Natural-language object grounding data
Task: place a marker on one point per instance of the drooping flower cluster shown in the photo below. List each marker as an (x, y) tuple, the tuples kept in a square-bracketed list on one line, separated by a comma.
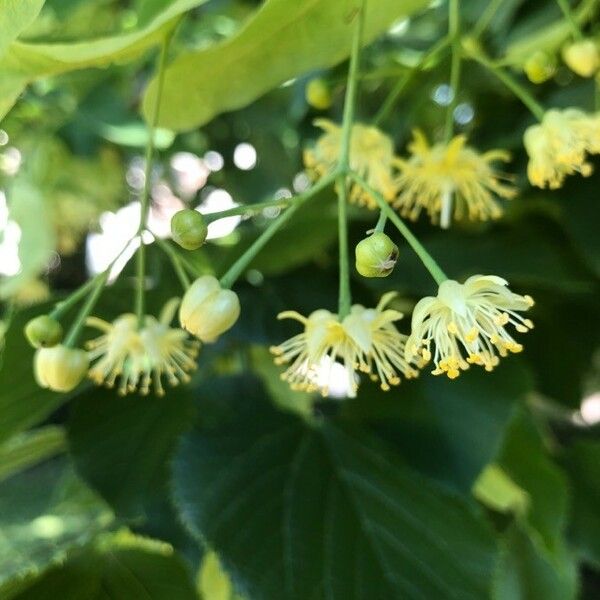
[(364, 341), (450, 181), (141, 357), (136, 356), (465, 324), (559, 145), (371, 156)]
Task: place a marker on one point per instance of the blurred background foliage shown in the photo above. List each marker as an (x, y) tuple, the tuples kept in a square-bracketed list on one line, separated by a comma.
[(233, 486)]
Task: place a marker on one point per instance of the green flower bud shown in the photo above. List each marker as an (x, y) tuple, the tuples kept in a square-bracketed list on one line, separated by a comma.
[(189, 229), (59, 368), (376, 255), (318, 94), (207, 310), (43, 332), (582, 57), (540, 66), (471, 46)]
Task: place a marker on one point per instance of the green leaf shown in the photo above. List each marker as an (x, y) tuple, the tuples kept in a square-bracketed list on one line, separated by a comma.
[(497, 490), (16, 15), (283, 40), (324, 502), (525, 574), (121, 445), (119, 567), (448, 429), (549, 38), (213, 581), (29, 448), (25, 62), (582, 464), (44, 513), (524, 460)]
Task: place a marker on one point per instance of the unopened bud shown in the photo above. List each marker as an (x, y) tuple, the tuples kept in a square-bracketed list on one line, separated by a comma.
[(318, 94), (189, 229), (376, 255), (207, 310), (59, 368), (582, 57), (540, 66), (43, 332)]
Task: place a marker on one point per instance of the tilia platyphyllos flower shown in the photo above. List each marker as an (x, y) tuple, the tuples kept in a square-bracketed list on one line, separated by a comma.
[(466, 324), (558, 146), (371, 156), (140, 358), (365, 341), (450, 181)]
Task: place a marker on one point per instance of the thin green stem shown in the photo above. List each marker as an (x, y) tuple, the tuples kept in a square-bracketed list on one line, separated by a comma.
[(345, 295), (512, 84), (351, 90), (486, 18), (145, 200), (573, 24), (426, 258), (454, 35), (86, 309), (62, 307), (248, 209), (239, 266), (398, 89), (344, 298), (381, 222), (175, 260)]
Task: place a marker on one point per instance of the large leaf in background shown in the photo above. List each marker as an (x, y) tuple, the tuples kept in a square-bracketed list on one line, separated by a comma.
[(27, 449), (119, 567), (121, 445), (44, 513), (537, 34), (524, 574), (524, 460), (16, 15), (285, 39), (447, 429), (23, 403), (582, 464), (292, 509), (25, 62)]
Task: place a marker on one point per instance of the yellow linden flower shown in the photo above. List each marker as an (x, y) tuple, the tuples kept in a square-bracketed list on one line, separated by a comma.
[(380, 345), (323, 337), (450, 180), (558, 145), (141, 357), (371, 156), (366, 340), (466, 325)]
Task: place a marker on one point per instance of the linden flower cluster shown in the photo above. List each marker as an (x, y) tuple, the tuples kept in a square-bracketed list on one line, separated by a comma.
[(365, 341), (133, 357), (450, 180), (559, 145), (465, 324), (445, 180)]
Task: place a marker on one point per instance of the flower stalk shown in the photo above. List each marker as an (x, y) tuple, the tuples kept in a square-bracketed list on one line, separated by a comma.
[(426, 258), (238, 267), (145, 200)]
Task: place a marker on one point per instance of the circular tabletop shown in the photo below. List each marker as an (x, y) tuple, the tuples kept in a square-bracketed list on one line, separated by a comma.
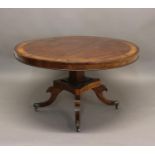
[(77, 53)]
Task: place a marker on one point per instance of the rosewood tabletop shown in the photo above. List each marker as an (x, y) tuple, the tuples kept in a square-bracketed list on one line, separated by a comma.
[(77, 54)]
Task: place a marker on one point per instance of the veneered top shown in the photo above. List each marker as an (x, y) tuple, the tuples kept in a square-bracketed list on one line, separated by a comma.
[(77, 53)]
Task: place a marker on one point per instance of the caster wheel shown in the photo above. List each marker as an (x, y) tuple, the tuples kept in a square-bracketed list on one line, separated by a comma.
[(77, 129), (116, 105)]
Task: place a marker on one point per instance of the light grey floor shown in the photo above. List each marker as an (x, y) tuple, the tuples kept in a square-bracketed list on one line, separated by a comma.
[(132, 124)]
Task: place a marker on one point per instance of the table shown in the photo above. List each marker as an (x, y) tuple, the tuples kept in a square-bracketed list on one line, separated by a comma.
[(77, 54)]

TASK OBJECTIVE: Restate the data above word for word. Do not include the images.

TASK RESPONSE:
Task: place a marker on one point per instance of the drooping flower cluster shown in the photo below. List each marker as an (x, y) tuple, the tuples kept in a square-bracketed list on one line, separated by a comma.
[(364, 341), (450, 181), (141, 357), (136, 356), (465, 324), (559, 145), (371, 156)]
Task: place a marker on one point per instance of the blurred background foliage shown in the photo above. List each marker as an (x, y) tuple, the tuples kept in a square-bracketed list on one line, separated by a comma.
[(233, 486)]
Task: place a marker on one point per instance of the green flower bud shown in the photo above. List each marker as an (x, y) tuple, the tuples kept in a square-bracketed list on one line, separated by a comma.
[(189, 229), (59, 368), (376, 255), (318, 94), (207, 310), (43, 332), (582, 57), (540, 66), (471, 46)]
Task: place a marker on one point per instance of the green leaf shown in the photo above. List each marker as an (x, y) tuple, the tuples kept in a square-bracketed list on one line, separated by a comma.
[(497, 490), (16, 15), (283, 40), (324, 502), (525, 574), (121, 445), (119, 567), (448, 429), (549, 38), (213, 581), (29, 448), (25, 62), (582, 464), (44, 513), (524, 460)]
Task: place a marker on one point per instance of the unopened bud shown in the photo above. List each marker as an (x, y) tuple, the tuples kept in a square-bracketed list on one line, separated by a comma.
[(318, 94), (189, 229), (376, 255), (207, 310), (59, 368), (582, 57), (540, 66), (43, 332)]
Task: place a marker on one point per instance of the tilia platyphyllos flower shown in the photo above. List each marker as an (x, y) tuple, the tuples kept in a square-bracketed list on one line, separated by a comma.
[(466, 324), (558, 146), (371, 156), (140, 358), (365, 341), (450, 181)]
Task: place a marker on one point per instance of the thin green stem shown in the photo above. List each marker as an (x, y) tuple, the tuples kept in a square-bracketed list on one line, separated by a comma.
[(345, 295), (512, 84), (351, 90), (486, 18), (145, 200), (573, 24), (426, 258), (454, 35), (86, 309), (62, 307), (248, 209), (239, 266), (398, 89), (344, 298), (381, 222), (175, 260)]
Task: place a marker on one point per instance of the large leaf in background shown in the photo above. List each marker as an (x, y) tuple, the tuples kept in a square-bracketed list on one line, separated by a comma.
[(27, 449), (119, 567), (121, 445), (44, 513), (537, 34), (524, 574), (524, 460), (16, 15), (285, 39), (447, 429), (23, 403), (582, 464), (292, 509), (25, 62)]
Task: place a marker on one point per instance of the yellow linden flower shown in the photo above. List each marker as an (x, y) tuple, the tuples kept in a square-bracketed list on one line, separated by a comma.
[(380, 345), (323, 337), (450, 180), (558, 145), (141, 357), (371, 156), (366, 340), (466, 325)]
Task: place a marker on one point per instance of the linden flower cluster shown in the photo above. List each marker as an (x, y) tuple, the tuples kept in a square-bracketed list on one line, separated by a comma.
[(365, 341), (133, 357), (450, 180), (559, 145), (465, 324), (445, 180)]
Task: place a marker on one point per instance of the flower stalk shown in the photo above. List each marker as an (x, y) tuple, the tuples kept in a square-bracketed list on one line, separated by a comma.
[(426, 258), (238, 267), (145, 200)]
Task: place a marker on one point per instance of the circular tabletop shown in the photo below. List each marker as an (x, y) tuple, the tuples kept in a square-bracketed list on one line, separated by a comma.
[(77, 53)]
Task: place a marker on one point per instance of the rosewood tabletop shown in the photo above. List each marker as an (x, y) tuple, the tuples kept in a square-bracketed list on one line, separated by a comma.
[(77, 54)]
Task: place a marker on one point per instance of the veneered top shown in the photo above. List each marker as an (x, y) tuple, the tuples kept in a square-bracketed list on one line, separated by a comma.
[(77, 53)]
Task: place a marker on one point per instance of the caster wheel shown in the photo above. List each marker as an (x, y) tuple, the tuples kept in a square-bracketed list on one line, separated by a comma.
[(77, 129), (116, 105)]
Task: place a marker on one point per instance of the light grey floor shown in the photo above. List each marker as an (x, y) tuple, the tuples kept in a square-bracketed list on one line, separated by a comma.
[(132, 124)]
Task: place a marker on one point per instance of the table shown in the photo above. List each marker as an (x, y) tuple, the tuples kept in a square-bracketed list on one line, separated by a comma.
[(77, 54)]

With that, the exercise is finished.